• Source document:

────────────────────

Simplifying output for a XOR gate using Boolean Algebra

[Potatochip911]

Homework Statement

I'm trying to show that the output of this XOR circuit is $F=A'B+AB'$,

Homework Equations

$(A+B)'=A'\cdot B'$
$(A\cdot B)'=A'+B'$

The Attempt at a Solution

From the gates the output is $[(A\cdot B)+(A+B)']'$, using De Morgan's laws this becomes $[(A\cdot B)+(A+B)']'=(A\cdot B)'\cdot (A+B)=(A\cdot B)'\cdot (A+B)=(A'+B')\cdot (A+B)=0$? I can't seem to figure out what I'm doing wrong.

 

[ehild]

Homework Statement

I'm trying to show that the output of this XOR circuit is $F=A'B+AB'$,

Homework Equations

$(A+B)'=A'\cdot B'$
$(A\cdot B)'=A'+B'$

The Attempt at a Solution

From the gates the output is $[(A\cdot B)+(A+B)']'$, using De Morgan's laws this becomes $[(A\cdot B)+(A+B)']'=(A\cdot B)'\cdot (A+B)=(A\cdot B)'\cdot (A+B)=(A'+B')\cdot (A+B)=0$? I can't seem to figure out what I'm doing wrong.

You did it right, but simplify the last expression applying the distributive law.

 

[Potatochip911]

You did it right, but simplify the last expression applying the distributive law.

yikes, can't believe I missed that one!

 

[ehild]

yikes, can't believe I missed that one!

Never give up hope :)

────────────────────

• Source records:
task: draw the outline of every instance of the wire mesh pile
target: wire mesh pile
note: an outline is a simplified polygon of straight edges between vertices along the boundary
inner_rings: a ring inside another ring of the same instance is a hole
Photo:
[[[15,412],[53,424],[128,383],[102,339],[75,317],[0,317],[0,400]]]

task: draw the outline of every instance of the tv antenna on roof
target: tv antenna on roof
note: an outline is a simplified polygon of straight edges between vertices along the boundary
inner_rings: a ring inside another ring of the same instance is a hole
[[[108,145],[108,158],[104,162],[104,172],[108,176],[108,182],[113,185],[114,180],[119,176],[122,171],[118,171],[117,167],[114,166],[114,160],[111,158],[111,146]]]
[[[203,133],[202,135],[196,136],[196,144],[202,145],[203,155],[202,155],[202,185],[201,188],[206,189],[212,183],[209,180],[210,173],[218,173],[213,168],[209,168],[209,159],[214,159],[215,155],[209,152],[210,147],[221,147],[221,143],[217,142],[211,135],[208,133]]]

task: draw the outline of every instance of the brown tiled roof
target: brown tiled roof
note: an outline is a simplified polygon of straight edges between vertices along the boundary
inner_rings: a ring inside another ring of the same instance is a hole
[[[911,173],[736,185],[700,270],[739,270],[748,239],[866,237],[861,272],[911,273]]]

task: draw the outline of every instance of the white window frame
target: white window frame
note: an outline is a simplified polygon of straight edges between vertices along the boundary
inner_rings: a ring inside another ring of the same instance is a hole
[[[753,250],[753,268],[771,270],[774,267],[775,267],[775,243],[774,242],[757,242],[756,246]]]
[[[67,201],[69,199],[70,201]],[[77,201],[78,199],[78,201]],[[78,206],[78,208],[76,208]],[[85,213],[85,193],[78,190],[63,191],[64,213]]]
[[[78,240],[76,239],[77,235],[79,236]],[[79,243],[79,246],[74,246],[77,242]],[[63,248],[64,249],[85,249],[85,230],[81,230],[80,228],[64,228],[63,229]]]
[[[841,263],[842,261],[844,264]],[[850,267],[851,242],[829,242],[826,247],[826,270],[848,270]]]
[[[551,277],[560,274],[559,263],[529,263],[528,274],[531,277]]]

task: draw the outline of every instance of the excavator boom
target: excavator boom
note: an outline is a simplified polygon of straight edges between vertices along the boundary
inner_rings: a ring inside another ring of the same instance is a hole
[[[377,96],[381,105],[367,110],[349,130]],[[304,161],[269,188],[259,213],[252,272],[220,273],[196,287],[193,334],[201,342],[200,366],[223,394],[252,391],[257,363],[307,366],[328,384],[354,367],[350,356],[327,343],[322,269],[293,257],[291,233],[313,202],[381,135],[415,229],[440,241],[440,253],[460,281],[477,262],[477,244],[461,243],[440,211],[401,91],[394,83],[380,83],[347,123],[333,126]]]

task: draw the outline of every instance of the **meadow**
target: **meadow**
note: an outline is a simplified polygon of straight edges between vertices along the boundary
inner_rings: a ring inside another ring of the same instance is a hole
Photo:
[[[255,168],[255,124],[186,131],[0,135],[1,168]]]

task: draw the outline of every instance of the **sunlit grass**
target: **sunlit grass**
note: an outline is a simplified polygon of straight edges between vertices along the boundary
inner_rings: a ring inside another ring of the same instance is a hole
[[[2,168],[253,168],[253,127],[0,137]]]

────────────────────

• Exercise tasks:
a) In the forum thread on the XOR gate, which law does the reply say to apply to simplify the last expression?
b) Retype the lines of the records starting at the line containing "task: draw the outline of every instance of the white" and ending at the line containing "[[[255,168],[255,124],[186,131],[0,135],[1,168]]]", including both of those lines.
The records are unrelated to the forum thread.

• Exercise responses:
a) The distributive law.

b)
task: draw the outline of every instance of the white window frame
target: white window frame
note: an outline is a simplified polygon of straight edges between vertices along the boundary
inner_rings: a ring inside another ring of the same instance is a hole
[[[753,250],[753,268],[771,270],[774,267],[775,267],[775,243],[774,242],[757,242],[756,246]]]
[[[67,201],[69,199],[70,201]],[[77,201],[78,199],[78,201]],[[78,206],[78,208],[76,208]],[[85,213],[85,193],[78,190],[63,191],[64,213]]]
[[[78,240],[76,239],[77,235],[79,236]],[[79,243],[79,246],[74,246],[77,242]],[[63,248],[64,249],[85,249],[85,230],[81,230],[80,228],[64,228],[63,229]]]
[[[841,263],[842,261],[844,264]],[[850,267],[851,242],[829,242],[826,247],[826,270],[848,270]]]
[[[551,277],[560,274],[559,263],[529,263],[528,274],[531,277]]]

task: draw the outline of every instance of the excavator boom
target: excavator boom
note: an outline is a simplified polygon of straight edges between vertices along the boundary
inner_rings: a ring inside another ring of the same instance is a hole
[[[377,96],[381,105],[367,110],[349,130]],[[304,161],[269,188],[259,213],[252,272],[220,273],[196,287],[193,334],[201,342],[200,366],[223,394],[252,391],[257,363],[307,366],[328,384],[354,367],[350,356],[327,343],[322,269],[293,257],[291,233],[313,202],[381,135],[415,229],[440,241],[440,253],[460,281],[477,262],[477,244],[461,243],[440,211],[401,91],[394,83],[380,83],[347,123],[333,126]]]

task: draw the outline of every instance of the **meadow**
target: **meadow**
note: an outline is a simplified polygon of straight edges between vertices along the boundary
inner_rings: a ring inside another ring of the same instance is a hole
Photo:
[[[255,168],[255,124],[186,131],[0,135],[1,168]]]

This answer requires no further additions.